Problemas por resolver
A) Enumere todos los años que el texto sobre la ucronía presenta entre paréntesis.
B) Prosiga el texto sobre la ucronía a partir de su última oración.

Imagen: 1920. Before the storm, Jakub Różalski. Wikimedia Commons
Pensar la vida como pudo haber sido es tal vez uno de los ejercicios de imaginación más comunes: acciones mínimas cuya omisión o realización podrían llevarnos a un destino completamente distinto al que vivimos. “Si no hubiera tomado el metro, aún estaría vivo”. “Si me hubiera casado con Fulano, mi vida sería otra”… Pensar desde el frágil terreno del hubiera también implica pensar desde el arrepentimiento; los publicistas políticos lo saben y cada sexenio explotan la veta ilusoria de una vida mejor si las decisiones públicas de la sociedad hubieran sido otras.
Pensar desde un punto de vista divergente no significa plantearse una ucronía, pero ilustra la intención de esta vertiente literaria: la asunción o negación de una realidad fallida, que intenta ser explicada elaborando una línea de acontecimientos alternativos que arrojan como resultado un mundo aparentemente mejor, donde se exalta o denuesta lo que no fue y lo que es. Sin embargo, la ucronía es más que un inocente ejercicio especulativo literario, es una abierta manipulación de los hechos históricos que tiene como objetivo establecer una realidad alternativa suficientemente verosímil como para convencer al lector, o al menos despertar algo de conciencia en éste, de que la ruta histórica tomada no ha derivado en el mejor de los mundos posibles, como es el caso de El hombre en el castillo (1963), de Philip K. Dick, novela de corte social que, en opinión de David Pringle, marcó las pautas que seguiría el género dentro de la ciencia ficción.
En esta realidad alterna, Franklin D. Roosevelt muere antes de que Estados Unidos salga de la Gran Depresión, condición que lleva al país a una política aislacionista durante la Segunda Guerra Mundial; sin la participación de Estados Unidos, las potencias del Eje triunfan y terminan repartiéndose el mundo. Bajo la bota del emperador Hirohito y el establecimiento de un Gran Reich Americano, sojuzgados, los estadounidenses no tienen más remedio que humillarse ante sus conquistadores y traicionar sus principios. En el punto más crítico de la Guerra Fría, Dick logra invertir de esta manera los términos de la realidad americana y evidenciar la mezquindad con que se conducen los vencedores.
En el ámbito de la literatura hispánica, la narrativa tiene como una de sus piedras angulares, precisamente, una ucronía: Tirant lo Blanc (1490), del “elusivo” Joanot Martorell (comillas de Mario Vargas Llosa), al cual Cervantes considera “el mejor libro del mundo” y, más aún, lo rescata de la quema de novelerías que han trastornado a don Quijote. En sus páginas, el imperio bizantino se salva del furioso avance del gran Mehmet II gracias al incontenible Tirante, y uno tras otro, los príncipes musulmanes caen rendidos a los pies del cristianismo. Es notable esta revisión fantástica de los hechos ocurridos en Constantinopla (1453) con menos de cuarenta años de distancia; pero más allá de cristalizar la fantasía de ver un mundo convertido al cristianismo sin mayor esfuerzo, y amén de resaltar las grandes virtudes del caballero Tirante el Blanco, la ucronía de Martorell termina convirtiéndose en pretexto y escenografía.

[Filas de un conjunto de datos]
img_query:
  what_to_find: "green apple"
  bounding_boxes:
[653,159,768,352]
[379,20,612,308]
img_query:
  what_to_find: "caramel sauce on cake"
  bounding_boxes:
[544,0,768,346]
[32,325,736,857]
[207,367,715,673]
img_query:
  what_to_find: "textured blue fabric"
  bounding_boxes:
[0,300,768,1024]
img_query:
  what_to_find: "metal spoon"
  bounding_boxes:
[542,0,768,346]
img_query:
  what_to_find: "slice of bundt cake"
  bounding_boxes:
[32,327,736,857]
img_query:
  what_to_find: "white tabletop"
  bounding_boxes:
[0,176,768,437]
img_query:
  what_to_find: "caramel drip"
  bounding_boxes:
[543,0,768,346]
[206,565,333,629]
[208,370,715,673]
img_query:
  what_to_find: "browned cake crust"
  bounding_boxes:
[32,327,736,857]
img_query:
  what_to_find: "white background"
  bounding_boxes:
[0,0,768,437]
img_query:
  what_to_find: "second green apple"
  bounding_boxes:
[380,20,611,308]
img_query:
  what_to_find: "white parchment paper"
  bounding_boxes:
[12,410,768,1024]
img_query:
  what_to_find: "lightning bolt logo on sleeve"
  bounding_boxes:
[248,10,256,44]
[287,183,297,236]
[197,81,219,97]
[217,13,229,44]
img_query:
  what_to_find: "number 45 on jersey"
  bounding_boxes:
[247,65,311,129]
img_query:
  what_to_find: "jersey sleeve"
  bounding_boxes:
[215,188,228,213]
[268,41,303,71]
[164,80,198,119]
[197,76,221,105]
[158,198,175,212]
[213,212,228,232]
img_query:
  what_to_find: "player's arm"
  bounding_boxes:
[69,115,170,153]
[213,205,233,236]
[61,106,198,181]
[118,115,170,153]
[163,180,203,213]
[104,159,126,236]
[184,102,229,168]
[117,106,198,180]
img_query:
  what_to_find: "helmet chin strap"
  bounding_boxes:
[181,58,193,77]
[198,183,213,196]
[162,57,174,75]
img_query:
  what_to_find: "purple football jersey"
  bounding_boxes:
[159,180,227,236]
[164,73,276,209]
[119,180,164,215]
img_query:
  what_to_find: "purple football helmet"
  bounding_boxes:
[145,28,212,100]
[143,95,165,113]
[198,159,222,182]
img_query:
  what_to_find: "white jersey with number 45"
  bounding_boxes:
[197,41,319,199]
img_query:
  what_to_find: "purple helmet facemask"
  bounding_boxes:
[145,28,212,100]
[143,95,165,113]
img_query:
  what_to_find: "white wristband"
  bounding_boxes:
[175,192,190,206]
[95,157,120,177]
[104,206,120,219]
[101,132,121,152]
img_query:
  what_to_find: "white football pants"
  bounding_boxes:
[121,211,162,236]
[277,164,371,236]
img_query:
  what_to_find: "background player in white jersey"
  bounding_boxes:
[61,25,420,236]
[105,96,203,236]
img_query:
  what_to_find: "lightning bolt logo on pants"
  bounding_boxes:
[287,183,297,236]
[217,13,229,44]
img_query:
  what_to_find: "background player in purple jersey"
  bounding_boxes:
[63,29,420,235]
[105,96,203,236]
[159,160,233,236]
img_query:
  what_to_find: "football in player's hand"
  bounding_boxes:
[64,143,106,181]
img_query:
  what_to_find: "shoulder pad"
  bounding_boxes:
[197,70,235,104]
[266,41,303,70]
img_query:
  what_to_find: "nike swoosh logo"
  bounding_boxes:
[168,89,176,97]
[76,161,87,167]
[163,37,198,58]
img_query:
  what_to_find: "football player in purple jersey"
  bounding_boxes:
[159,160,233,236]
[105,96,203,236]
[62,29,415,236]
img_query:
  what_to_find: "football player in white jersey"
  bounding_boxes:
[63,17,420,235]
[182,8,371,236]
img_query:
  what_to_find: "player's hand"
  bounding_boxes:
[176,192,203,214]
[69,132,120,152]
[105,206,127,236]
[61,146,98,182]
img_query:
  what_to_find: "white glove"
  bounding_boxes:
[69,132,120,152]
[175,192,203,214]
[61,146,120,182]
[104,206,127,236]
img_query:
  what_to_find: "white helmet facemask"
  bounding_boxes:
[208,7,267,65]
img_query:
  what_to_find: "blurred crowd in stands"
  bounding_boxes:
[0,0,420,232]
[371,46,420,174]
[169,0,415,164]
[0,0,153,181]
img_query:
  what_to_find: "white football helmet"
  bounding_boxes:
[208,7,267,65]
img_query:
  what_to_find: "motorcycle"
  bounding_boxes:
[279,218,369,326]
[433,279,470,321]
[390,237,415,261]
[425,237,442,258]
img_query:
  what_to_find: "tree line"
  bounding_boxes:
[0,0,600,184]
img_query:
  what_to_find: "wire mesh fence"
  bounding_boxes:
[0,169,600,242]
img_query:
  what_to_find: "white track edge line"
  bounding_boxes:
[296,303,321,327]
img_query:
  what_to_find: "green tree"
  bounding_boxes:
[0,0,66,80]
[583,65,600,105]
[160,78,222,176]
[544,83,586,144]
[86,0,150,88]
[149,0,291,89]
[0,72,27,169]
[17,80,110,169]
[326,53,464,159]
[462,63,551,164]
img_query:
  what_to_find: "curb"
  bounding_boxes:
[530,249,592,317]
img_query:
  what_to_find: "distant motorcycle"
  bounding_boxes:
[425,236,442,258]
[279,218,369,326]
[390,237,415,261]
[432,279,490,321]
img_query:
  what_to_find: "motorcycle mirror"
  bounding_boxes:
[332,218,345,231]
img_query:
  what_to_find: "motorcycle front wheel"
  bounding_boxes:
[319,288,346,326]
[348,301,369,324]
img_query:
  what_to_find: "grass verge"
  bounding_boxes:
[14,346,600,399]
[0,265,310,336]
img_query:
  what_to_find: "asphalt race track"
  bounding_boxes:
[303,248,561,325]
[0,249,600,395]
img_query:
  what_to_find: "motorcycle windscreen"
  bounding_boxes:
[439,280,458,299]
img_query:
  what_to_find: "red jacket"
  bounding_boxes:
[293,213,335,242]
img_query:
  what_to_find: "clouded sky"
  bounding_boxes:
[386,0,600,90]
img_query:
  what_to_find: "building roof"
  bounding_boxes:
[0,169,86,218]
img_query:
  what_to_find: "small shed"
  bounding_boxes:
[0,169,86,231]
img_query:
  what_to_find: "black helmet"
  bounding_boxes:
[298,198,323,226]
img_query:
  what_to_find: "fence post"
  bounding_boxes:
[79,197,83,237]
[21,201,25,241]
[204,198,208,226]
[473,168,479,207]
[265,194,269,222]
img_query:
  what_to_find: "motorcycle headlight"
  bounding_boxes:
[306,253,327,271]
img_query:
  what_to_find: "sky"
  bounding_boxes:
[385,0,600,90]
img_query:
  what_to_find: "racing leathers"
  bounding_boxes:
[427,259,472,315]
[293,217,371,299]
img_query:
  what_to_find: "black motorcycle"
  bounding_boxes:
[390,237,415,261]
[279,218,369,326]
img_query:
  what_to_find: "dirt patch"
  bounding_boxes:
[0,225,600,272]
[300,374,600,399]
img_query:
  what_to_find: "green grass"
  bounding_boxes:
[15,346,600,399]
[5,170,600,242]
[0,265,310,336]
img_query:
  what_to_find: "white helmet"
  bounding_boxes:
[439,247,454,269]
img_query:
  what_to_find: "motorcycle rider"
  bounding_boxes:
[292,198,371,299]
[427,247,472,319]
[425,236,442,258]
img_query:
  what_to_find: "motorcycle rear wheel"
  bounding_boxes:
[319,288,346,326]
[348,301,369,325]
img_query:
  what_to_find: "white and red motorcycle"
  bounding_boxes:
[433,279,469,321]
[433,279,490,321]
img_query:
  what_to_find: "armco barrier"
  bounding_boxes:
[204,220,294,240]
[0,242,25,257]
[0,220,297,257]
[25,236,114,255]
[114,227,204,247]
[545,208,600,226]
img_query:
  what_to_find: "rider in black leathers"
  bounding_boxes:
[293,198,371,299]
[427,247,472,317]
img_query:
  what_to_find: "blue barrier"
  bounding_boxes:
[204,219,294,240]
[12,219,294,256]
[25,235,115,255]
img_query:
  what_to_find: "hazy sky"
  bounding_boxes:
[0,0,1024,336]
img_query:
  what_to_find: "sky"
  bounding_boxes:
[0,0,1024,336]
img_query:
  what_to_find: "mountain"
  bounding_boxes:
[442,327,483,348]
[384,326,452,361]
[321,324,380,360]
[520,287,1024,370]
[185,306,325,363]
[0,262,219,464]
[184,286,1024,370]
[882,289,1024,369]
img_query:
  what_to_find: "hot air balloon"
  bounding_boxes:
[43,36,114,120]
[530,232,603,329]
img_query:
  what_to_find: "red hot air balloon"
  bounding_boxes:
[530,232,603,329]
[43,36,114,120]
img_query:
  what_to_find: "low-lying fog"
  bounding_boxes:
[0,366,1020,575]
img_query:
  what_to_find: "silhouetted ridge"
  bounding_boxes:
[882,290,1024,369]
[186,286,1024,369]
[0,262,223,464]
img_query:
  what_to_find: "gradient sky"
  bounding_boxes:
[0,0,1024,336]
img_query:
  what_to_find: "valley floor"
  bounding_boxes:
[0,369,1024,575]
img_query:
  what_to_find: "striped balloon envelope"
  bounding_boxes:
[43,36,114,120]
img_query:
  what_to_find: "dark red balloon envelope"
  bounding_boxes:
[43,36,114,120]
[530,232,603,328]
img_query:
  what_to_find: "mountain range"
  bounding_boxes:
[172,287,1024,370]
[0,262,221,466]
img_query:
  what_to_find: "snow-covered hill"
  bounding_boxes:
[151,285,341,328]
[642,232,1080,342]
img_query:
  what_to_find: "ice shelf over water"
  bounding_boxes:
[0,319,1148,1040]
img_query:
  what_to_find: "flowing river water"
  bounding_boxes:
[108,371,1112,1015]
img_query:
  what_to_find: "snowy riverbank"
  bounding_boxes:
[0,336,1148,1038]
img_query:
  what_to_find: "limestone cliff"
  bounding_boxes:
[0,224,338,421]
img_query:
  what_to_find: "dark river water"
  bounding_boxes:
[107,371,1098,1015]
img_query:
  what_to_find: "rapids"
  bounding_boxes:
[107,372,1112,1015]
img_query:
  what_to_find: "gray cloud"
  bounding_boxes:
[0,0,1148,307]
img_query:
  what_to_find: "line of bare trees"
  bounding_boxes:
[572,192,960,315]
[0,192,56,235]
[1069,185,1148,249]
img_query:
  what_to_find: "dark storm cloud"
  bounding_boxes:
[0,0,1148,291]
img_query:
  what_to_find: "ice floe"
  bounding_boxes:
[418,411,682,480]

Respuestas redactadas
A) 1963 (El hombre en el castillo), 1490 (Tirant lo Blanc) y 1453 (Constantinopla).

B)
Las grandes guerras y revoluciones se fueron convirtiendo en el tema central de las ucronías. Para nosotros, lectores del siglo xxi, la balanza sigue inclinándose a favor de la Segunda Guerra Mundial, la revolución rusa, la Guerra Civil española… Es una suerte de lamento prolongado de lo que no pasó. Y un desahogo. El mismo año de la muerte de Francisco Franco apareció El desfile de la victoria (1975) del autor catalán Fernando Díaz-Plaja, novela que celebra el triunfo del agónico bando republicano gracias a la intervención soviética y francesa: la ayuda que jamás llegó y que por décadas se les reprochó a los Aliados, dando por hecho que la derrota de Franco habría cambiado también el curso de la Segunda Guerra Mundial… La ucronía también evidencia una mala relación que se da porque “una cosa lleva a la otra”.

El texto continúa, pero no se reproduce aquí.